## WHAT THE TASK REQUIRES
Report how many lines in the items below contain the string "shallow". Give only the number.
* BEGIN EXTRACTED MATERIAL *
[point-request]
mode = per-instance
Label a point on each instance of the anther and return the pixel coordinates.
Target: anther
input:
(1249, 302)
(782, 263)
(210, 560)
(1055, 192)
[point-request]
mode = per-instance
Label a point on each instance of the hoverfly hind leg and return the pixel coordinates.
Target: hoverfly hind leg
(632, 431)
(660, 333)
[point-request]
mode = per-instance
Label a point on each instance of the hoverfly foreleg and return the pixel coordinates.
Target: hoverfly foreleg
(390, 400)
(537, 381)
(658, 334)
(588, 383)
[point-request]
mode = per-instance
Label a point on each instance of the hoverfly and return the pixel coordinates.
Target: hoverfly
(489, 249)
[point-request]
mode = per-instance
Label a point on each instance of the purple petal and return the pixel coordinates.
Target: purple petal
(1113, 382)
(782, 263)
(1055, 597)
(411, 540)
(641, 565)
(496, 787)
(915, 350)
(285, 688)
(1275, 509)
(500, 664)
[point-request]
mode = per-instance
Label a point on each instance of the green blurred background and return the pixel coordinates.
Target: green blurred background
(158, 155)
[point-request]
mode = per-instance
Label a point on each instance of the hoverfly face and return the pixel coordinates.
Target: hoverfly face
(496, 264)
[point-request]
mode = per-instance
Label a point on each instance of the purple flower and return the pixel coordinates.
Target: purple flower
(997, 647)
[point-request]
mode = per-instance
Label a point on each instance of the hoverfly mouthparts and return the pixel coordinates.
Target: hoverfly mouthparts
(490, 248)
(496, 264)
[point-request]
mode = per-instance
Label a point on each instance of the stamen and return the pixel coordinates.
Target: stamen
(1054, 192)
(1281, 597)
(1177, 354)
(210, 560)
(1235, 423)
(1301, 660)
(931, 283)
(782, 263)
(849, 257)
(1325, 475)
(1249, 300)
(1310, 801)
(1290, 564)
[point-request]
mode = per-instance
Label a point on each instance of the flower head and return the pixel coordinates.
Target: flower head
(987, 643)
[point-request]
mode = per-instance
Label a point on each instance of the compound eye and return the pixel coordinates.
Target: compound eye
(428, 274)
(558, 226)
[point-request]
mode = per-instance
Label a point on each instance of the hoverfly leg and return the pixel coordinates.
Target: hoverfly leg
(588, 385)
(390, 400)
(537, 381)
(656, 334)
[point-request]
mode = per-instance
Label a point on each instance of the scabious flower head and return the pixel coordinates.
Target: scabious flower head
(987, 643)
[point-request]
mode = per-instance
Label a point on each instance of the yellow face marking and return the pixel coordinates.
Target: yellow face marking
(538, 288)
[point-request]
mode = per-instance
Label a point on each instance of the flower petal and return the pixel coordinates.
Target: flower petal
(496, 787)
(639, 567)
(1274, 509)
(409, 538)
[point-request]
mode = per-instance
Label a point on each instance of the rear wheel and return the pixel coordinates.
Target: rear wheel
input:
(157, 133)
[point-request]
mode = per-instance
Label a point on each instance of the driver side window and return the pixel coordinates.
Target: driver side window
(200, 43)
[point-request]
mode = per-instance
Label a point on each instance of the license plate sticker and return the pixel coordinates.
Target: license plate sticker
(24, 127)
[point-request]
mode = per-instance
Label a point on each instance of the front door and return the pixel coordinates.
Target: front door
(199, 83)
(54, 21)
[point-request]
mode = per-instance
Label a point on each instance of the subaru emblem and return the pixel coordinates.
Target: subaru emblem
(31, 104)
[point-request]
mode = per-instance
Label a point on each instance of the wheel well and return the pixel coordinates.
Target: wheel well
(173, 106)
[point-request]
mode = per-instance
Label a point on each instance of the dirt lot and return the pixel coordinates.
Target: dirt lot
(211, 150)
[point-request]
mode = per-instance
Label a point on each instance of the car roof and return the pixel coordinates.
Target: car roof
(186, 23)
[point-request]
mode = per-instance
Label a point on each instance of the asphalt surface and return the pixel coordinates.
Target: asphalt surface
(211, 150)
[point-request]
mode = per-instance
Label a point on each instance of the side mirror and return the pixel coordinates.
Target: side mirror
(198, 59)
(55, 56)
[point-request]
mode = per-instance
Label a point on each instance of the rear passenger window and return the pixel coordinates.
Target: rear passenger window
* END EXTRACTED MATERIAL *
* BEGIN EXTRACTED MATERIAL *
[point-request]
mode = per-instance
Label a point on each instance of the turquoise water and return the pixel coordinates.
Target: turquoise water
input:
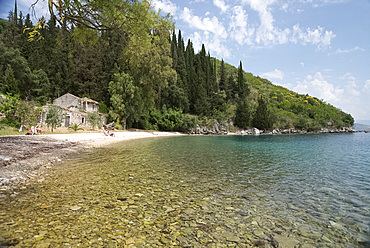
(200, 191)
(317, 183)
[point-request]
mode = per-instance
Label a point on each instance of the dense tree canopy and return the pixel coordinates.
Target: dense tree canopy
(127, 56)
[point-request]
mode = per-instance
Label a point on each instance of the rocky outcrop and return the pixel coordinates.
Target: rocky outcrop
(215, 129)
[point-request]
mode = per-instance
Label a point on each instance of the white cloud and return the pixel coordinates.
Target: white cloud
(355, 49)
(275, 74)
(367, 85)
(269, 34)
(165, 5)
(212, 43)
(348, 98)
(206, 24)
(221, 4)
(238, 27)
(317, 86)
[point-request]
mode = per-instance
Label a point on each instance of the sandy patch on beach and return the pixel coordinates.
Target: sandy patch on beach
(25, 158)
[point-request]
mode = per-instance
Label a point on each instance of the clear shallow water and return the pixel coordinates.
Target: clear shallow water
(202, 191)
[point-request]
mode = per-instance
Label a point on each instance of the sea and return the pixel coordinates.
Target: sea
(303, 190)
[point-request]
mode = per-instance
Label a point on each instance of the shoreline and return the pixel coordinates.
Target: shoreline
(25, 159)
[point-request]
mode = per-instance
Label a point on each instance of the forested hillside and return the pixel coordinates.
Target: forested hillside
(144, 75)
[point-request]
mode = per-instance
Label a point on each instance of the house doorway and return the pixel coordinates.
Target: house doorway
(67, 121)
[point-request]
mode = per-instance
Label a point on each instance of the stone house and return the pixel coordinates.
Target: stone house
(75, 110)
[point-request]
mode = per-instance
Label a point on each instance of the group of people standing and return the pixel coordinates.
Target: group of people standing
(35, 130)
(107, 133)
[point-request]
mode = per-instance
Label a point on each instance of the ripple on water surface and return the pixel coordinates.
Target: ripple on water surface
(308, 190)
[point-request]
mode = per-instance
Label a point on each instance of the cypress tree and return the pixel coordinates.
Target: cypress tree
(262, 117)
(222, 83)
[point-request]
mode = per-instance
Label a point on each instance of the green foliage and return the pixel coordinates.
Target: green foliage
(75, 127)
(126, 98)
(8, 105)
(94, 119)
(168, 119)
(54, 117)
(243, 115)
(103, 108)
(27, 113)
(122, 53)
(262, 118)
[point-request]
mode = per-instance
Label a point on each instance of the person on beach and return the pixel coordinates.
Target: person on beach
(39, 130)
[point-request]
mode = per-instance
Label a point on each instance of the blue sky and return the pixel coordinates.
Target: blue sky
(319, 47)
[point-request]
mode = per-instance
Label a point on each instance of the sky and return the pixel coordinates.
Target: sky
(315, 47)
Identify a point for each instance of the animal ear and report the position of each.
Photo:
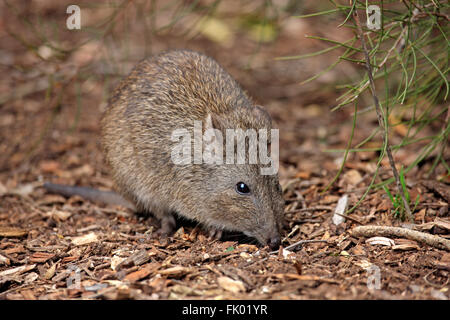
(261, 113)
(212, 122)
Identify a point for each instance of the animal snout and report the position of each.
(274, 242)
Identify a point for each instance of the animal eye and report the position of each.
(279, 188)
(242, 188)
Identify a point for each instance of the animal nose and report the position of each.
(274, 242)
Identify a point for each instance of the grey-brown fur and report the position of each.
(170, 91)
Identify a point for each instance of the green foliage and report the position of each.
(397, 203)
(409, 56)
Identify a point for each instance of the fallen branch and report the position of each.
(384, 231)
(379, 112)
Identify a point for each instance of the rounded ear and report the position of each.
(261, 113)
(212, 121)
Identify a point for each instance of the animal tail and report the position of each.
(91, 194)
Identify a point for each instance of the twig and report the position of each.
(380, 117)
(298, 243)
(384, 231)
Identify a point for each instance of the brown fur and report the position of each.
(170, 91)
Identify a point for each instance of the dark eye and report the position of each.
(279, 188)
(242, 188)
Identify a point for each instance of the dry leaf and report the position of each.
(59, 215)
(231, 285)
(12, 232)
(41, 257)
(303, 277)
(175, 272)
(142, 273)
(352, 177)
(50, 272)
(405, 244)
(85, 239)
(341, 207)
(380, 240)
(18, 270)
* END EXTRACTED MATERIAL *
## TASK ANSWER
2